| Instructions to follow |
Rewrite the records from the line that has "Given the drawing above, where exactly is the tree shadow" through the end of the records, changing "magazine" to "catalog" and leaving everything else unchanged.

| Available records |
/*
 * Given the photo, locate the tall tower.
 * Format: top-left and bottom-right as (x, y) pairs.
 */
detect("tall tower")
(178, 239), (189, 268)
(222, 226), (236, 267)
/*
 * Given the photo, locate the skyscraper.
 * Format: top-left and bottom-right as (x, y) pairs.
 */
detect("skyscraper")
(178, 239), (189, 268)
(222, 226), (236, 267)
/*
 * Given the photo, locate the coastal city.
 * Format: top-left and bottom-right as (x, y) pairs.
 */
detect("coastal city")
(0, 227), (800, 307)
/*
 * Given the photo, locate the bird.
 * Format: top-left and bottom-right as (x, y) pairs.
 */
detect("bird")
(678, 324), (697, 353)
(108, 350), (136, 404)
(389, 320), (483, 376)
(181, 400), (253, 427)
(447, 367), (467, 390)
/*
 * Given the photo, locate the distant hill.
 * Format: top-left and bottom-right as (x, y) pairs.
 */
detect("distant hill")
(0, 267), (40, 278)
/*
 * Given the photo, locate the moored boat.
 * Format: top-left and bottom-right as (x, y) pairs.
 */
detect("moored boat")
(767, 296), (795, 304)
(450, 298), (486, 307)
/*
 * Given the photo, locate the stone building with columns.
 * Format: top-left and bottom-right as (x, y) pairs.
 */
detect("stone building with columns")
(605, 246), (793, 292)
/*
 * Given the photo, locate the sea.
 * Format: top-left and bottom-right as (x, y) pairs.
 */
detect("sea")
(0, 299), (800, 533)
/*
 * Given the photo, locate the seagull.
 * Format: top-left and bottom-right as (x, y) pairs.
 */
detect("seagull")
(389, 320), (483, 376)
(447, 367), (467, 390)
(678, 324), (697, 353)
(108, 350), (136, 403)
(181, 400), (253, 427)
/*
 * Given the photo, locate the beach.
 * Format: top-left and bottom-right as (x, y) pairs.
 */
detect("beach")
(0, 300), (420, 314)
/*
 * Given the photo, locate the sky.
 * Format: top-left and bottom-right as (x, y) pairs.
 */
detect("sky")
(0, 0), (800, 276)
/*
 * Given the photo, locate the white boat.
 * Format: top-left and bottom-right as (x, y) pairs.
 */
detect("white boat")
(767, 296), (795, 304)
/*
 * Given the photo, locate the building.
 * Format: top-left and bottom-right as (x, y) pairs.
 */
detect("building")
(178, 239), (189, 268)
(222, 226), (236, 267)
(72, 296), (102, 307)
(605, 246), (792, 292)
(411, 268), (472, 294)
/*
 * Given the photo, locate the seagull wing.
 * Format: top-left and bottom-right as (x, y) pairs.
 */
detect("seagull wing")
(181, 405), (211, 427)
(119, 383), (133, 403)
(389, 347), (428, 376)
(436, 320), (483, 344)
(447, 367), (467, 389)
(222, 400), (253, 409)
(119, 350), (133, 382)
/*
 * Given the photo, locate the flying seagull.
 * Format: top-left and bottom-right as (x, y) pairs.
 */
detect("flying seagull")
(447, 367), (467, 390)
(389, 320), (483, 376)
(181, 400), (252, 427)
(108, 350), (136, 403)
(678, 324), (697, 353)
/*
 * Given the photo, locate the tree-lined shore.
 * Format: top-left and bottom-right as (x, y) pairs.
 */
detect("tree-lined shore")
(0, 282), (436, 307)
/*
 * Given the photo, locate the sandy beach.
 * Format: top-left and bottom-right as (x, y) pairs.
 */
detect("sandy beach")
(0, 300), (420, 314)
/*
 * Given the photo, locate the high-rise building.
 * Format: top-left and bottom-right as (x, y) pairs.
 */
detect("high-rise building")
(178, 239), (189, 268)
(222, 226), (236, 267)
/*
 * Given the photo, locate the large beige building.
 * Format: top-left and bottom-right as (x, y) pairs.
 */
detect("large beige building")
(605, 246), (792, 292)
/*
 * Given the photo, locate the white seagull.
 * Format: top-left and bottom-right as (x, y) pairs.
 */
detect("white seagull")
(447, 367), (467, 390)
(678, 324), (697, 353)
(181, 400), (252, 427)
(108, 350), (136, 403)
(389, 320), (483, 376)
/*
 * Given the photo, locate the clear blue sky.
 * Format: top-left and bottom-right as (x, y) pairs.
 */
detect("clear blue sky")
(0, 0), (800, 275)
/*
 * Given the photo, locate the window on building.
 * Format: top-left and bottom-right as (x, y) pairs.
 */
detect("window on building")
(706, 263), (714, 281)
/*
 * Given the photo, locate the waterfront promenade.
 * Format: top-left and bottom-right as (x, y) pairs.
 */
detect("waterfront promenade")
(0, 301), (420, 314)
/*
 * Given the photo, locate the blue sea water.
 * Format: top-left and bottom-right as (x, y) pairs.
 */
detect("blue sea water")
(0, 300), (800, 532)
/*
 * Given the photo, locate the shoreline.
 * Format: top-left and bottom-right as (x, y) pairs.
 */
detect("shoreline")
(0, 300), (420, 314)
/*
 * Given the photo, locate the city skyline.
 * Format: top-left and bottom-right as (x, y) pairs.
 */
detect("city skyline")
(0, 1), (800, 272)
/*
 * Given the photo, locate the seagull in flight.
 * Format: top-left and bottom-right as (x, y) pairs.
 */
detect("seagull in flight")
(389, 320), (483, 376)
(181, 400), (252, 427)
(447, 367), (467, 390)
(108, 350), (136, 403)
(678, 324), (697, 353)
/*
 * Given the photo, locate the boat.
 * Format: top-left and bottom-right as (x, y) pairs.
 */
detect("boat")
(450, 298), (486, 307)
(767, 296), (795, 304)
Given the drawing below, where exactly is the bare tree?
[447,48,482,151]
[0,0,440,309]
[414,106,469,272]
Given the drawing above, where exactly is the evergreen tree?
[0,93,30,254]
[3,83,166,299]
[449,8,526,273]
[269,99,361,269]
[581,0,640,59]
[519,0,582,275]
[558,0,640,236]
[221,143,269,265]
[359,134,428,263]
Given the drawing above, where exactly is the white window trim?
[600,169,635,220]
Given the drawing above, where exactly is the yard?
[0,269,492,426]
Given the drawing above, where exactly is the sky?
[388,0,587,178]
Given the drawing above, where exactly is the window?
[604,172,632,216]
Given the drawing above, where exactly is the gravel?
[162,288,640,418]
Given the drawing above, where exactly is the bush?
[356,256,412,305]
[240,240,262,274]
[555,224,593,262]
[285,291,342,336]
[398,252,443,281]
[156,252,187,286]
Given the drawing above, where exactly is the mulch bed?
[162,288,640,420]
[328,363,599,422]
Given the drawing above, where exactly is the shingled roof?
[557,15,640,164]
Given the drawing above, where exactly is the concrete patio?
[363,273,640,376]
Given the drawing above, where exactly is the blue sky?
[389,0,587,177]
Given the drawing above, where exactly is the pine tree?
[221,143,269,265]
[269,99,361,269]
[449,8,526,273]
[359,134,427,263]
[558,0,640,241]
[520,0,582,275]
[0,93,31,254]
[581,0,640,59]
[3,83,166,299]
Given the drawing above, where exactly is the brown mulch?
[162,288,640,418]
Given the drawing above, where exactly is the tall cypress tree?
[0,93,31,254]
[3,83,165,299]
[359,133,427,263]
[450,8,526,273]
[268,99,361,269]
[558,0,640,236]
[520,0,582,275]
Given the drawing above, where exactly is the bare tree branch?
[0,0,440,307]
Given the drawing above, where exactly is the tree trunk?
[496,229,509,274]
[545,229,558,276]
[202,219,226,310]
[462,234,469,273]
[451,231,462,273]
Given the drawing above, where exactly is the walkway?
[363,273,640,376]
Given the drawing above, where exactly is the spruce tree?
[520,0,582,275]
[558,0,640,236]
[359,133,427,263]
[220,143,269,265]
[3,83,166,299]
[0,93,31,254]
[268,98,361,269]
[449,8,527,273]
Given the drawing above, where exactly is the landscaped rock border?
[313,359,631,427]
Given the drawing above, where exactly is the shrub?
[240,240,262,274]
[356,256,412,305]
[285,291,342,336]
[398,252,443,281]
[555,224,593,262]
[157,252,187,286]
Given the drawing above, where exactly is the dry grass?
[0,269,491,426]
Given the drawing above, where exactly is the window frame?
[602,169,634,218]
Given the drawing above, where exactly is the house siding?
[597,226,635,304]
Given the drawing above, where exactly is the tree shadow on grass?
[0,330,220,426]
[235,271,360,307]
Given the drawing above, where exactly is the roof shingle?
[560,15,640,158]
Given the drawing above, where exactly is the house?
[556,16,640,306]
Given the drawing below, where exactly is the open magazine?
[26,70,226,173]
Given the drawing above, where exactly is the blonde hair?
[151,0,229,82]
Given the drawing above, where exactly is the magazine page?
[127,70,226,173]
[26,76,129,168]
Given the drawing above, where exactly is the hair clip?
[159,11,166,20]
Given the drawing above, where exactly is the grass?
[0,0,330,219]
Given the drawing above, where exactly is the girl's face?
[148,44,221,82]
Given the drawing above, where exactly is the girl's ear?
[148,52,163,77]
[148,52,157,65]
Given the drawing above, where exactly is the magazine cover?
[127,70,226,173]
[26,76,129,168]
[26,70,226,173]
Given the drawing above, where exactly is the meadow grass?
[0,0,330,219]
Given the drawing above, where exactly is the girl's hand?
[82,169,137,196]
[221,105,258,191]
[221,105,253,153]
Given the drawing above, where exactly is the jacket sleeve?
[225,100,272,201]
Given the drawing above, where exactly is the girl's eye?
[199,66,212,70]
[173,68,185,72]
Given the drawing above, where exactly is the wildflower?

| Solution to the exercise |
Given the drawing above, where exactly is the tree shadow on grass?
[0,330,220,426]
[235,271,360,307]
Given the drawing above, where exactly is the roof shingle?
[560,15,640,158]
Given the drawing above, where exactly is the house?
[556,16,640,306]
Given the drawing below, where exactly is the open catalog?
[26,70,226,173]
Given the drawing above, where exactly is the blonde hair?
[151,0,229,82]
Given the drawing above, where exactly is the catalog page?
[127,70,226,173]
[26,76,129,168]
Given the drawing above, where exactly is the hair clip?
[159,11,166,20]
Given the drawing above, where exactly is the grass?
[0,0,330,219]
Given the drawing above, where exactly is the girl's face?
[148,44,221,82]
Given the drawing above, where exactly is the girl's ear?
[148,52,163,77]
[148,52,157,65]
Given the drawing above, where exactly is the catalog cover?
[127,70,226,173]
[26,76,129,168]
[26,70,226,173]
Given the drawing above, where exactly is the meadow grass?
[0,0,330,219]
Given the drawing above, where exactly is the girl's hand?
[82,169,137,196]
[221,105,258,191]
[221,105,253,153]
Given the drawing above, where exactly is the jacket sleeve?
[225,100,272,201]
Given the drawing above, where exactly is the girl's eye?
[199,66,212,70]
[173,68,185,72]
Given the drawing above, where exactly is the wildflower?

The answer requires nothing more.